Segment Start: Dataset
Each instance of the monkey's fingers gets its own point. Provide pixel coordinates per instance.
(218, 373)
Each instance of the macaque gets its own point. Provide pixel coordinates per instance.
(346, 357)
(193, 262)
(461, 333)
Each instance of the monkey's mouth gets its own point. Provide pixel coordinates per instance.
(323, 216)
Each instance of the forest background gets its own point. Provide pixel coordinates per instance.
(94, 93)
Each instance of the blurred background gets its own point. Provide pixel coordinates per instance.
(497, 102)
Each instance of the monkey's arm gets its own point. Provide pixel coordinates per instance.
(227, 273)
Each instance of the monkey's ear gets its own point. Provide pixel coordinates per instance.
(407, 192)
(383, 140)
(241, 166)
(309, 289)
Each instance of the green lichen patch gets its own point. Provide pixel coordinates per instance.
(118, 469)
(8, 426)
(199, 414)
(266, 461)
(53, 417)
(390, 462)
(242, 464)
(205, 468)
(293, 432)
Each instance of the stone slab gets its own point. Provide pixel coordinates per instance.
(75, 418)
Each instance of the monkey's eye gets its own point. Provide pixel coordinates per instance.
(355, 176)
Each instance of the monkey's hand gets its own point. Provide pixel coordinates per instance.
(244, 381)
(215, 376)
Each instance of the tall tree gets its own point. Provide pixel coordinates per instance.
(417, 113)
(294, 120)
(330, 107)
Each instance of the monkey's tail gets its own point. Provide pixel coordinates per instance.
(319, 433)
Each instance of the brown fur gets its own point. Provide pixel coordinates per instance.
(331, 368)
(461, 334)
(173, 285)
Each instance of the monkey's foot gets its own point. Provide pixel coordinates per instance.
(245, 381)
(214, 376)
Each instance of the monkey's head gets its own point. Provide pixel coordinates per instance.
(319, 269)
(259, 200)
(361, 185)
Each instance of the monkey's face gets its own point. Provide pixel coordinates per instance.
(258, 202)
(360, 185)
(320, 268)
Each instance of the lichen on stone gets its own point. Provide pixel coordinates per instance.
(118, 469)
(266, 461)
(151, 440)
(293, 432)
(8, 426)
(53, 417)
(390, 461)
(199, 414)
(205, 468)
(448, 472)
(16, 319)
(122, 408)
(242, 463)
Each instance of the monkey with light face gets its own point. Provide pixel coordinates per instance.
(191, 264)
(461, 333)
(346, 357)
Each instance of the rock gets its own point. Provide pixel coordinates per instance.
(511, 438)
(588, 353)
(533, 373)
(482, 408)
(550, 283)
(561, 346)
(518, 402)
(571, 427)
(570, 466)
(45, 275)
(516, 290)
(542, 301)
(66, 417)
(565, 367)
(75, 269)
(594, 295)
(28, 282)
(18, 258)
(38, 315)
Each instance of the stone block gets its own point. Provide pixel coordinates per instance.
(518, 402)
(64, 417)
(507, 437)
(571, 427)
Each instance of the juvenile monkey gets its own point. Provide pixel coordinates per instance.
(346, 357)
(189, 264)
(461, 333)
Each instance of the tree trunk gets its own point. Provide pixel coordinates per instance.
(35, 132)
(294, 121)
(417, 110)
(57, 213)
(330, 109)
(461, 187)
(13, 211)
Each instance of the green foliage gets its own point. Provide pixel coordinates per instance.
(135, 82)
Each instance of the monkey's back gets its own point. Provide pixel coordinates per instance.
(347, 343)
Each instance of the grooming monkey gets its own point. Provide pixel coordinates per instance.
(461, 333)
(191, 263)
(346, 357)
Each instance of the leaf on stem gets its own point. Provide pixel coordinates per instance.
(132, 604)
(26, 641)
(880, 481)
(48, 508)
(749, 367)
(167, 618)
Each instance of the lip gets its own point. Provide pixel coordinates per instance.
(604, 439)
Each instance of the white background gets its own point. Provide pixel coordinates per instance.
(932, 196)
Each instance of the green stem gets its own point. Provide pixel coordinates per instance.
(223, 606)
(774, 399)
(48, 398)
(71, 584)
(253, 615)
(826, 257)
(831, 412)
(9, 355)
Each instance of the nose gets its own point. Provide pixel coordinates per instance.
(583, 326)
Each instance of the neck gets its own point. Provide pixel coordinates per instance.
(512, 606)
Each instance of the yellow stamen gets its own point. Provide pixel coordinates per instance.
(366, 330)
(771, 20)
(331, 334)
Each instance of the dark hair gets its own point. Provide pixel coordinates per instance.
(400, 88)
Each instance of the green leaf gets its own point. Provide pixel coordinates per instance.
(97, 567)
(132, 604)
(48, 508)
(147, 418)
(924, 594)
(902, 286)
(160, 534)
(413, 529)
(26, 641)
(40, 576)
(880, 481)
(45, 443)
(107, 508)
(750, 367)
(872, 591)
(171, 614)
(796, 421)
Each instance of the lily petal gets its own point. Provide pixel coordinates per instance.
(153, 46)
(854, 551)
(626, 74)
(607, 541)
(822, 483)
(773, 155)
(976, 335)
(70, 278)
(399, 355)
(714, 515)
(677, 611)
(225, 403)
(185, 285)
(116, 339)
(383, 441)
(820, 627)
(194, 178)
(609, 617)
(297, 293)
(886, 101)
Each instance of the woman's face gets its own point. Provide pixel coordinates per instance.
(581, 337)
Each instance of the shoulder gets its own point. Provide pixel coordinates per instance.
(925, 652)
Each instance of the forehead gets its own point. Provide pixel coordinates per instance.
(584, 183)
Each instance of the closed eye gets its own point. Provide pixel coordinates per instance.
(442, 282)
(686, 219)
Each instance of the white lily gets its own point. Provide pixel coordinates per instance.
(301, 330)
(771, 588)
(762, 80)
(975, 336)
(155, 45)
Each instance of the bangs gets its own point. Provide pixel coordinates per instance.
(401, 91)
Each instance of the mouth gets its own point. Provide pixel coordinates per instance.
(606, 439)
Segment End: Dataset
Exercise - A complete, exact transcription of the records is needed.

Response for this exercise -
Each instance of the monkey's fingers gets its own point. Provide pixel coordinates per instance.
(218, 373)
Each instance of the macaque gets its own point. Provide pixel coordinates per instance.
(346, 357)
(193, 262)
(461, 333)
Each instance of the monkey's mouth gets its own point. Provide pixel coordinates per instance.
(323, 216)
Each instance of the forest background gets its own point. Provide pixel coordinates per instance.
(94, 93)
Each instance of the blurred background gets its own point. Provide pixel coordinates per instance.
(497, 102)
Each instance of the monkey's arm gets its own point. Provide pixel coordinates per instance.
(227, 273)
Each instance of the monkey's ear gets its own point. Provide pixel coordinates per instance.
(407, 192)
(383, 140)
(241, 166)
(309, 289)
Each instance of the green lichen patch gets its own point. Provide pixel coordinates per instance.
(118, 469)
(8, 426)
(199, 414)
(266, 461)
(53, 417)
(390, 462)
(242, 464)
(205, 468)
(293, 432)
Each instance of the stone slab gets its own point. Provide pixel coordinates per instance.
(75, 418)
Each instance of the monkey's eye gets its own point. Provide pixel coordinates per instance.
(355, 176)
Each instance of the monkey's hand gets its own point. Provide pixel coordinates per instance.
(244, 381)
(215, 376)
Each instance of the tall tree gets its own point. Provide pixel coordinates per instance.
(417, 113)
(294, 120)
(330, 107)
Each instance of the monkey's tail gets its own point. Provide pixel coordinates per instance.
(319, 433)
Each instance of the brown fur gets its own point. Provide pixel coordinates per instance.
(331, 368)
(461, 334)
(173, 285)
Each instance of the monkey's foot gets its own point. Provide pixel coordinates per instance.
(245, 381)
(214, 376)
Each instance of the monkey's head gets its own point. Provide pixel coordinates per instance.
(319, 269)
(259, 200)
(361, 185)
Each instance of the monkey's face gets its own point. Provide pixel coordinates per instance.
(258, 202)
(360, 185)
(320, 268)
Each instance of the lichen on stone gets its own point. Provide pixel coordinates per instance.
(118, 469)
(266, 461)
(151, 440)
(293, 432)
(8, 426)
(53, 417)
(390, 461)
(199, 414)
(205, 468)
(448, 472)
(16, 319)
(122, 408)
(242, 463)
Each instance of the monkey with light face gets its own point. Provide pixel coordinates per instance.
(191, 264)
(461, 333)
(346, 357)
Each instance of the rock gets its own point. Provide pixel coordinates per instance.
(511, 438)
(588, 353)
(533, 373)
(482, 408)
(550, 283)
(561, 346)
(518, 402)
(571, 427)
(570, 466)
(45, 275)
(516, 290)
(542, 301)
(66, 417)
(565, 367)
(75, 269)
(594, 295)
(28, 282)
(18, 258)
(38, 315)
Each instance of the stone block gets its own point. Provide pixel coordinates per instance.
(518, 402)
(64, 417)
(507, 437)
(571, 427)
Each instance of the juvenile monkey gets its own point. Provide pixel coordinates per instance.
(346, 357)
(189, 264)
(461, 333)
Each instance of the tree trunk gets its own point. Provide pixel coordinates per instance.
(35, 132)
(294, 121)
(417, 110)
(57, 213)
(330, 109)
(461, 187)
(13, 211)
Each instance of the green foliage gets its own point. Provide pixel coordinates per instance.
(135, 82)
Each instance of the monkey's back gets its own point. Provide pixel coordinates per instance.
(347, 343)
Each instance of the grooming monkey gets its own point. Provide pixel coordinates per instance.
(461, 333)
(191, 263)
(346, 357)
Each instance of the leaf on stem gets its own point. Provide pixel coordinates per instance.
(132, 604)
(26, 641)
(880, 481)
(48, 508)
(749, 367)
(167, 618)
Each instance of the lip gets its own point. Provide pixel coordinates per instance.
(604, 439)
Each instance of the white background gets its own point. Provide pixel coordinates per instance.
(932, 196)
Each instance of the green stem gets its own point. Provide pixel coordinates per instance.
(223, 606)
(774, 399)
(48, 398)
(71, 584)
(253, 615)
(826, 257)
(831, 412)
(9, 355)
Each instance of the nose gets its own point. Provide pixel coordinates per instance.
(583, 326)
Each instance of the neck gets its own point. Provide pixel coordinates per instance.
(512, 606)
Each instance of the yellow stamen gets its own point. Provide pixel coordinates per instance.
(366, 330)
(771, 20)
(331, 334)
Each instance of the dark hair gets its own point. Provide pixel coordinates per instance.
(400, 88)
Each instance of the green leaf gets its own point. Provide pixel coordinates per instance.
(97, 567)
(132, 604)
(48, 508)
(147, 418)
(924, 594)
(902, 286)
(160, 534)
(413, 529)
(26, 641)
(40, 576)
(880, 481)
(45, 443)
(107, 508)
(750, 367)
(872, 591)
(171, 614)
(796, 421)
Each instance of the lily petal gets its own point. Provide pixel coordinates per instance.
(153, 46)
(854, 551)
(626, 74)
(607, 541)
(822, 483)
(773, 155)
(976, 335)
(70, 278)
(399, 355)
(714, 515)
(677, 611)
(225, 403)
(185, 285)
(116, 339)
(383, 441)
(820, 627)
(194, 178)
(609, 617)
(297, 293)
(886, 101)
Each instance of the woman's face gets its own point. Provide pixel coordinates per instance.
(581, 337)
Each instance of the shoulder gets its own point. Provide pixel coordinates per instance.
(925, 652)
Each instance of the forehead gets its own point. Provide pixel coordinates per instance.
(584, 183)
Each instance of the closed eye gets its own point. Provide pixel coordinates per instance.
(442, 282)
(686, 219)
Each instance of the white lily gets its own point. Provide pixel coordinates per instance.
(301, 330)
(771, 588)
(762, 80)
(975, 336)
(155, 45)
Each instance of the bangs gets its own point. Provide pixel coordinates per instance.
(401, 91)
Each instance of the mouth gets its own point. Provide pixel coordinates per instance.
(606, 439)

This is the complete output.